Data for review section start
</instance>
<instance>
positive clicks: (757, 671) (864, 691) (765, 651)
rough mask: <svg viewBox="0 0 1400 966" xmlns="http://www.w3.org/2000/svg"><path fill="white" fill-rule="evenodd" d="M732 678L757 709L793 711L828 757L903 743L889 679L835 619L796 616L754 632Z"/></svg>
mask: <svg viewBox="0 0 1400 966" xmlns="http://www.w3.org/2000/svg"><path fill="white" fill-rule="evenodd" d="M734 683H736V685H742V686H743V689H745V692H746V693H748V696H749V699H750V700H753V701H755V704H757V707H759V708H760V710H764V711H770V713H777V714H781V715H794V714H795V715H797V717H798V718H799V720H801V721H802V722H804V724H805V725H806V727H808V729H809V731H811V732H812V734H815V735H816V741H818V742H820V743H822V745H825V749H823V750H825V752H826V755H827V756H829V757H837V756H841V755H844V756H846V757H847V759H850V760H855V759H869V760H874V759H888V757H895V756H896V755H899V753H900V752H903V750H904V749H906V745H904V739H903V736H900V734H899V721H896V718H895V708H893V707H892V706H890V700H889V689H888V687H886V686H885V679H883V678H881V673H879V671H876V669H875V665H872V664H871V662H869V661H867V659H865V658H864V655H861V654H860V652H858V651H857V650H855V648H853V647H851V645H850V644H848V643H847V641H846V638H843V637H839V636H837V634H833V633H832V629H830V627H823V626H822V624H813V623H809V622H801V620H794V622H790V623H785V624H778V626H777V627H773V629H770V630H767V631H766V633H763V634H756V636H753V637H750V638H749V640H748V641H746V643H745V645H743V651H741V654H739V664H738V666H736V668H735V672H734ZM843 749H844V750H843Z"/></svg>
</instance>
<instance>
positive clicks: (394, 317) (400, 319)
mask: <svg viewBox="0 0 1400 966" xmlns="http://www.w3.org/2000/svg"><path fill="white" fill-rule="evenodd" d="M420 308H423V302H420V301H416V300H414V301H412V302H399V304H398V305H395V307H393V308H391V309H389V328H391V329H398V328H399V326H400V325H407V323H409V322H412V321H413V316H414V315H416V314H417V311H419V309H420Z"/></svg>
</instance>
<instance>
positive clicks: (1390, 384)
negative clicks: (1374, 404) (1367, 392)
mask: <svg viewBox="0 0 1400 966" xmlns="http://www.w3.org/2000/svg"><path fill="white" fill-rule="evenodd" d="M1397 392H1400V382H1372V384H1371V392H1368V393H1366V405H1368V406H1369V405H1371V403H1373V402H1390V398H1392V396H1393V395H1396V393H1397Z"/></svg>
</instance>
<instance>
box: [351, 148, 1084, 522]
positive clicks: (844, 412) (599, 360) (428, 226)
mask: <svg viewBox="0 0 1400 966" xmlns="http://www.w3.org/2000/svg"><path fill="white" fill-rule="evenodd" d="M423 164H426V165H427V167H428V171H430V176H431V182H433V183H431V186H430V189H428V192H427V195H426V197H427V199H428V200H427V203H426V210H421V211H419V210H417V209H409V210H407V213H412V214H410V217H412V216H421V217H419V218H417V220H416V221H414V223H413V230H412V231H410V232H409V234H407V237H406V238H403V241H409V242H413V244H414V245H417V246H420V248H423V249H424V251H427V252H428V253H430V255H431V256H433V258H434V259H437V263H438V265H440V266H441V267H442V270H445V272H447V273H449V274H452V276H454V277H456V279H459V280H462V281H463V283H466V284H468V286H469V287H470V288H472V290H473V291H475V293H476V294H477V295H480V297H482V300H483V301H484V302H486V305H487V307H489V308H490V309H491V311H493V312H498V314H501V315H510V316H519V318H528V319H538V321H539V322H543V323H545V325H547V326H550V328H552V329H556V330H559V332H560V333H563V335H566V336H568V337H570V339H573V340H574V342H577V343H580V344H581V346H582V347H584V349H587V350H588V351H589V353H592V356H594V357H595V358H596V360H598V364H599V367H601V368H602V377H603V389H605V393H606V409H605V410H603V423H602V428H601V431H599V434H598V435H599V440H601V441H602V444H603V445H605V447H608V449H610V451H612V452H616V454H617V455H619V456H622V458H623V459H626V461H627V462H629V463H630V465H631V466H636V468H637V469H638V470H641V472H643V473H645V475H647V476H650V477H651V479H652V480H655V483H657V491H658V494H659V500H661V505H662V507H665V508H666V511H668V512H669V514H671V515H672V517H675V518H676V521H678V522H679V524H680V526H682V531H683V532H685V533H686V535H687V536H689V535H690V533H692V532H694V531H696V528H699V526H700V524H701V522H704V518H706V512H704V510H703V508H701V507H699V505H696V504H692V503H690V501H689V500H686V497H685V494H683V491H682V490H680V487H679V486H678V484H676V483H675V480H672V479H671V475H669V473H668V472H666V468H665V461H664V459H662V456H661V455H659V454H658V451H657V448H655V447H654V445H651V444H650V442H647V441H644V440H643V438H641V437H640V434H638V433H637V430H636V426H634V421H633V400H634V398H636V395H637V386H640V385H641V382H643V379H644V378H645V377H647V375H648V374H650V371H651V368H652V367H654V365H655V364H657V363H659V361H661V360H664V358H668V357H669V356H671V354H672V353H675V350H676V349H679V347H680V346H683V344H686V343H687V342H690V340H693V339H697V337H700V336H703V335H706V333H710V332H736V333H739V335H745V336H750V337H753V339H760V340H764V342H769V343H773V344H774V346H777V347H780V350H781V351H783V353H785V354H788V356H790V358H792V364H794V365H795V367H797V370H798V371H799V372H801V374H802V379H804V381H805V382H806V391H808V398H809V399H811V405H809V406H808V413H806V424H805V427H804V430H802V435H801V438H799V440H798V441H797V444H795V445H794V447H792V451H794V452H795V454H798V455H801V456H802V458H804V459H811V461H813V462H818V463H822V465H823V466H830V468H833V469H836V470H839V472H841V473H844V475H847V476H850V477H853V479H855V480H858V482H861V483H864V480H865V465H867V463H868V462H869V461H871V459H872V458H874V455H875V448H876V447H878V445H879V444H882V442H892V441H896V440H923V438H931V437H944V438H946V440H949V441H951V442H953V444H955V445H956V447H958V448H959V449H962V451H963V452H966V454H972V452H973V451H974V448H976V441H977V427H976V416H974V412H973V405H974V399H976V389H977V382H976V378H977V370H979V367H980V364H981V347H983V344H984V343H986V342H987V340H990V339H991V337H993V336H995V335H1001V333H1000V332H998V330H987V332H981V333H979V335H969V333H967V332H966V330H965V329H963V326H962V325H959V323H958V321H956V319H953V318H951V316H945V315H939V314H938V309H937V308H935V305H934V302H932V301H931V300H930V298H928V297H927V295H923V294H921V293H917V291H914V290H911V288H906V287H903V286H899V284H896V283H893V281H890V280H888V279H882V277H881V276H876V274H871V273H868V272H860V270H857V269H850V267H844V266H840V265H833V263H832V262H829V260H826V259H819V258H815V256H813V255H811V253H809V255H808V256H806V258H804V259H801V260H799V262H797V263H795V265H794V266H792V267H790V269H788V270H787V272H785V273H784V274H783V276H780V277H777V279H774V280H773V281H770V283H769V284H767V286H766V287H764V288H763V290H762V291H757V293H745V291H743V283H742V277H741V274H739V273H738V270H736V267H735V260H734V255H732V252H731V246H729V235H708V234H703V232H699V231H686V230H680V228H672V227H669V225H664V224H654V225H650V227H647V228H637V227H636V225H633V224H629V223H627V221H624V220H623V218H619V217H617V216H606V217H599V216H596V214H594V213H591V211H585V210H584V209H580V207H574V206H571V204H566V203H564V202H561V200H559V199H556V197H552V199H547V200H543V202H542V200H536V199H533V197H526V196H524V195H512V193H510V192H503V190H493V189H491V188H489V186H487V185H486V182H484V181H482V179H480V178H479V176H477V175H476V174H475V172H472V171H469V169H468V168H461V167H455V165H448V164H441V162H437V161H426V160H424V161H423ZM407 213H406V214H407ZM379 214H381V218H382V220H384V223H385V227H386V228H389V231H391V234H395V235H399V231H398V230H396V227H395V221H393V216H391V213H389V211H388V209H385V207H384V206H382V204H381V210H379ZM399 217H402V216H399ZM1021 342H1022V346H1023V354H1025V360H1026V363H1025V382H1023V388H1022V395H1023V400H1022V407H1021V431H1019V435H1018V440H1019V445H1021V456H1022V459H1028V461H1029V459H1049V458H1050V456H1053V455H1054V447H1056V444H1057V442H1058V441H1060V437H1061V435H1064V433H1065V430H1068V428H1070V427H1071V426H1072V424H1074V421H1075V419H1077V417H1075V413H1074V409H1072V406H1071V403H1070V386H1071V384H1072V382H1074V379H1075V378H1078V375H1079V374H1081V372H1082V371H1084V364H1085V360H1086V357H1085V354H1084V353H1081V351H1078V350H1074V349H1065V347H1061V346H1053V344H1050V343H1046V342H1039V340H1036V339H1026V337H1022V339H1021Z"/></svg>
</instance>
Data for review section end
What to do: Of the lines above, extract only those from the line with "negative clicks: (1374, 404) (1367, 392)" to the line with "box: [351, 148, 1084, 522]", both included, exactly as written.

Response for this exercise:
negative clicks: (1374, 404) (1367, 392)
mask: <svg viewBox="0 0 1400 966" xmlns="http://www.w3.org/2000/svg"><path fill="white" fill-rule="evenodd" d="M1397 392H1400V382H1372V384H1371V392H1368V393H1366V405H1368V406H1369V405H1371V403H1373V402H1390V398H1392V396H1393V395H1396V393H1397Z"/></svg>
</instance>
<instance>
box: [351, 148, 1084, 522]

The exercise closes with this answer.